WORK REQUIRED: For the copy, please give all of the data again exactly and leave the pictures out.

============

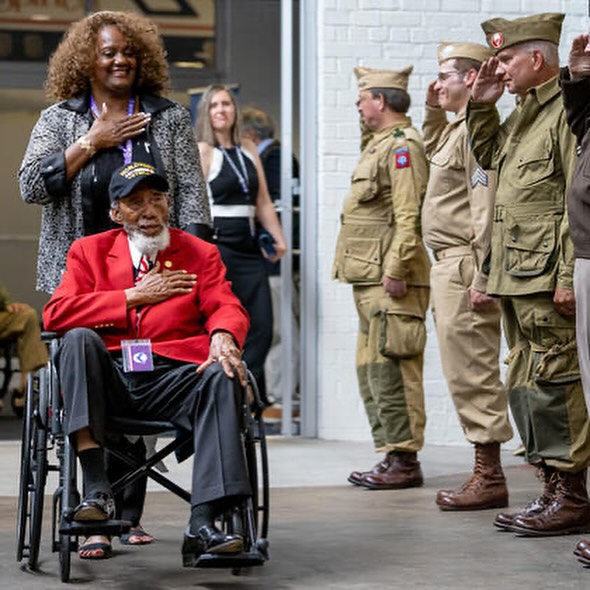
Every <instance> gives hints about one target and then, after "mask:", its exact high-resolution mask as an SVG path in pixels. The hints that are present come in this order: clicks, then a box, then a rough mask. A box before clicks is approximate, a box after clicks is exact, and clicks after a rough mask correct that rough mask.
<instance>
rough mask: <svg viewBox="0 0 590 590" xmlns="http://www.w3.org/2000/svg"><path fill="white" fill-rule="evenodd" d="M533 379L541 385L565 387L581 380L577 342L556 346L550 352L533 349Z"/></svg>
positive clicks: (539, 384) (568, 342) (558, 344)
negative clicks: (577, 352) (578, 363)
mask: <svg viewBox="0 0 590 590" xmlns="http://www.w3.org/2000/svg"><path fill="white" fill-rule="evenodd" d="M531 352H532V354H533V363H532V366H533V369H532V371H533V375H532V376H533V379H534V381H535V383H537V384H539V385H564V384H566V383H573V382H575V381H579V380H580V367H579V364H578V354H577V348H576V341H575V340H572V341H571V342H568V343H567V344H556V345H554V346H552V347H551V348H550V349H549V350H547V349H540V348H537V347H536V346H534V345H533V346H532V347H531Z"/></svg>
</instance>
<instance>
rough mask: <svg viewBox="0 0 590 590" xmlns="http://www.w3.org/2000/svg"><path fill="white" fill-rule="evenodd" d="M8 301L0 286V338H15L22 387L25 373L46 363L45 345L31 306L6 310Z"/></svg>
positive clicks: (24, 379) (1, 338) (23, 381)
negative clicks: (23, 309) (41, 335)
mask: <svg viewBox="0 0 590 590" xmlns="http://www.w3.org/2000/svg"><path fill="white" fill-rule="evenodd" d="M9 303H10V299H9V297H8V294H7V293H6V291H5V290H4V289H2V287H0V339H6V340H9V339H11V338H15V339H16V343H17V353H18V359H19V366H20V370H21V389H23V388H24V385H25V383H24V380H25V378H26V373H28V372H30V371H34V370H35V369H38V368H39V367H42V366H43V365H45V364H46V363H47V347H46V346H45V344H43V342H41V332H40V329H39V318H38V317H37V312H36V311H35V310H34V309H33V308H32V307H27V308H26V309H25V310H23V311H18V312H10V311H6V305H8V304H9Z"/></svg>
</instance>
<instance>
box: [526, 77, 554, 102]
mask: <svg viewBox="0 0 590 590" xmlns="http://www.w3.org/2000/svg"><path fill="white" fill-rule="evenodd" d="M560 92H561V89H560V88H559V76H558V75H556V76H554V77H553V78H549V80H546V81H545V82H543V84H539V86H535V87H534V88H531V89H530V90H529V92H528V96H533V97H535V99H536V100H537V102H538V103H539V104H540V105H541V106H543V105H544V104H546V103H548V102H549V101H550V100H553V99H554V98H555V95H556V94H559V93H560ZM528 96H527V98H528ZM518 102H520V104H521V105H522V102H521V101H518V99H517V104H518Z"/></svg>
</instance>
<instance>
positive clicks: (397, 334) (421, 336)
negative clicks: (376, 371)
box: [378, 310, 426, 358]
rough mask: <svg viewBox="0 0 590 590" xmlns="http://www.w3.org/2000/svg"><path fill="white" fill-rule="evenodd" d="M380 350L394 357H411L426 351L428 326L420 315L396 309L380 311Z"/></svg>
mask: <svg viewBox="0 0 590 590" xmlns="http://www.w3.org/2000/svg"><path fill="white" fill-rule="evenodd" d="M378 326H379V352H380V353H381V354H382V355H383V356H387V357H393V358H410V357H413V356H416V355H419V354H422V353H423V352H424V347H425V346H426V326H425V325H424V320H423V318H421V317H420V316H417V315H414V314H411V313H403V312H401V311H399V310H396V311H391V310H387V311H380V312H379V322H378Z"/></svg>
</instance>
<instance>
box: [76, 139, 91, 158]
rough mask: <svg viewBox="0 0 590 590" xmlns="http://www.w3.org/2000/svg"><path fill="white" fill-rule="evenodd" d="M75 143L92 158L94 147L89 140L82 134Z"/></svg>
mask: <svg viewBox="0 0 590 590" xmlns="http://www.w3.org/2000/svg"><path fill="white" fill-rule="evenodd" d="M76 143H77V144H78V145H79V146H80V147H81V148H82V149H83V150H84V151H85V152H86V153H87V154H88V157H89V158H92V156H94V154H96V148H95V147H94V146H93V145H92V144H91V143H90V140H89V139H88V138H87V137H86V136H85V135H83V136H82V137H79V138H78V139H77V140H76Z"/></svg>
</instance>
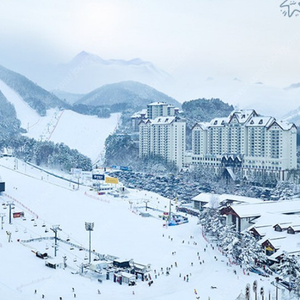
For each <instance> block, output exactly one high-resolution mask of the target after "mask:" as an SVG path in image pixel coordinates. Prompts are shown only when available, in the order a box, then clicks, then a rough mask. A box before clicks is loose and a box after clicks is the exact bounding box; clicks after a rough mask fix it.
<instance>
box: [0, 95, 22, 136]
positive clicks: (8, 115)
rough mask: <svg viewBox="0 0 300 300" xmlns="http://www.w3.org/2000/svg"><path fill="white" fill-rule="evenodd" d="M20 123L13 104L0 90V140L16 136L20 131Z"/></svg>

============

RESULT:
Every <instance> gives hints about one target and then, after "mask:", its exact high-resolution mask as an SVG path in pixels. The hints that are present come in this order: clicks, then a box, then a rough mask. A box before clicks is approximate, a box after clicks is exact, and clicks after a rough mask correct that rough mask.
<instance>
rough mask: <svg viewBox="0 0 590 590" xmlns="http://www.w3.org/2000/svg"><path fill="white" fill-rule="evenodd" d="M533 379L541 385L565 387L581 380L577 342L556 346L550 352L533 349Z"/></svg>
positive clicks: (539, 384) (568, 342) (558, 344)
negative clicks: (577, 352) (578, 363)
mask: <svg viewBox="0 0 590 590" xmlns="http://www.w3.org/2000/svg"><path fill="white" fill-rule="evenodd" d="M531 352H532V354H533V363H532V366H533V369H532V371H533V375H532V376H533V379H534V381H535V383H537V384H539V385H564V384H566V383H573V382H575V381H579V380H580V367H579V364H578V354H577V348H576V341H575V340H572V341H571V342H568V343H567V344H556V345H554V346H552V347H551V348H550V349H549V350H547V349H540V348H537V347H536V346H534V345H533V346H532V347H531Z"/></svg>
</instance>
<instance>
rough mask: <svg viewBox="0 0 590 590" xmlns="http://www.w3.org/2000/svg"><path fill="white" fill-rule="evenodd" d="M8 301L0 286V338H15L22 387L25 373L46 363L45 345L31 306L6 310Z"/></svg>
positive clicks: (24, 379) (1, 338) (23, 381)
negative clicks: (23, 309) (41, 335)
mask: <svg viewBox="0 0 590 590" xmlns="http://www.w3.org/2000/svg"><path fill="white" fill-rule="evenodd" d="M9 303H10V299H9V297H8V294H7V293H6V291H5V290H4V289H2V287H0V339H6V340H9V339H11V338H15V339H16V343H17V353H18V359H19V366H20V370H21V389H23V388H24V385H25V383H24V380H25V378H26V373H28V372H30V371H34V370H35V369H38V368H39V367H42V366H43V365H45V364H46V363H47V347H46V346H45V344H43V342H41V332H40V329H39V318H38V317H37V312H36V311H35V310H34V309H33V308H32V307H27V308H26V309H25V310H23V311H18V312H10V311H6V305H8V304H9Z"/></svg>
</instance>
<instance>
box: [526, 77, 554, 102]
mask: <svg viewBox="0 0 590 590" xmlns="http://www.w3.org/2000/svg"><path fill="white" fill-rule="evenodd" d="M560 92H561V89H560V88H559V76H558V75H556V76H554V77H553V78H549V80H546V81H545V82H543V84H539V86H535V87H534V88H531V89H530V90H529V92H528V96H533V97H535V99H536V100H537V102H538V103H539V104H540V105H541V106H543V105H544V104H546V103H548V102H549V101H550V100H553V99H554V98H555V95H556V94H559V93H560ZM528 96H527V98H528ZM518 102H520V104H521V105H522V102H521V101H518V99H517V104H518Z"/></svg>
</instance>
<instance>
positive clicks: (397, 334) (421, 336)
negative clicks: (376, 371)
box: [378, 310, 426, 358]
rough mask: <svg viewBox="0 0 590 590" xmlns="http://www.w3.org/2000/svg"><path fill="white" fill-rule="evenodd" d="M380 350L394 357H411L426 351L428 326L420 315L396 309L380 311Z"/></svg>
mask: <svg viewBox="0 0 590 590" xmlns="http://www.w3.org/2000/svg"><path fill="white" fill-rule="evenodd" d="M378 326H379V352H380V353H381V354H382V355H383V356H387V357H393V358H410V357H413V356H416V355H419V354H422V353H423V352H424V347H425V346H426V326H425V325H424V320H423V318H421V317H420V316H417V315H414V314H411V313H403V312H401V311H399V310H396V311H391V310H387V311H380V312H379V322H378Z"/></svg>
</instance>
<instance>
box: [76, 139, 91, 158]
rough mask: <svg viewBox="0 0 590 590" xmlns="http://www.w3.org/2000/svg"><path fill="white" fill-rule="evenodd" d="M75 143L92 158L94 147L89 140L82 134Z"/></svg>
mask: <svg viewBox="0 0 590 590" xmlns="http://www.w3.org/2000/svg"><path fill="white" fill-rule="evenodd" d="M76 143H77V144H78V145H79V146H80V147H81V148H82V149H83V150H84V151H85V152H86V153H87V154H88V157H89V158H92V156H94V154H96V148H95V147H94V146H93V145H92V144H91V143H90V140H89V139H88V138H87V137H86V136H85V135H83V136H82V137H79V138H78V139H77V140H76Z"/></svg>
</instance>
For each <instance> block, output exactly one high-resolution mask of the target after "mask:" as an SVG path in image pixel coordinates. Prompts are shown only when available, in the order a box, then clicks, then a rough mask. A box before clicks is loose and a box after clicks is the exact bounding box; clicks after a rough mask fix it.
<instance>
box: [0, 95, 22, 136]
positive clicks: (8, 115)
rough mask: <svg viewBox="0 0 300 300" xmlns="http://www.w3.org/2000/svg"><path fill="white" fill-rule="evenodd" d="M20 123L13 104L0 90V140L16 136L20 131Z"/></svg>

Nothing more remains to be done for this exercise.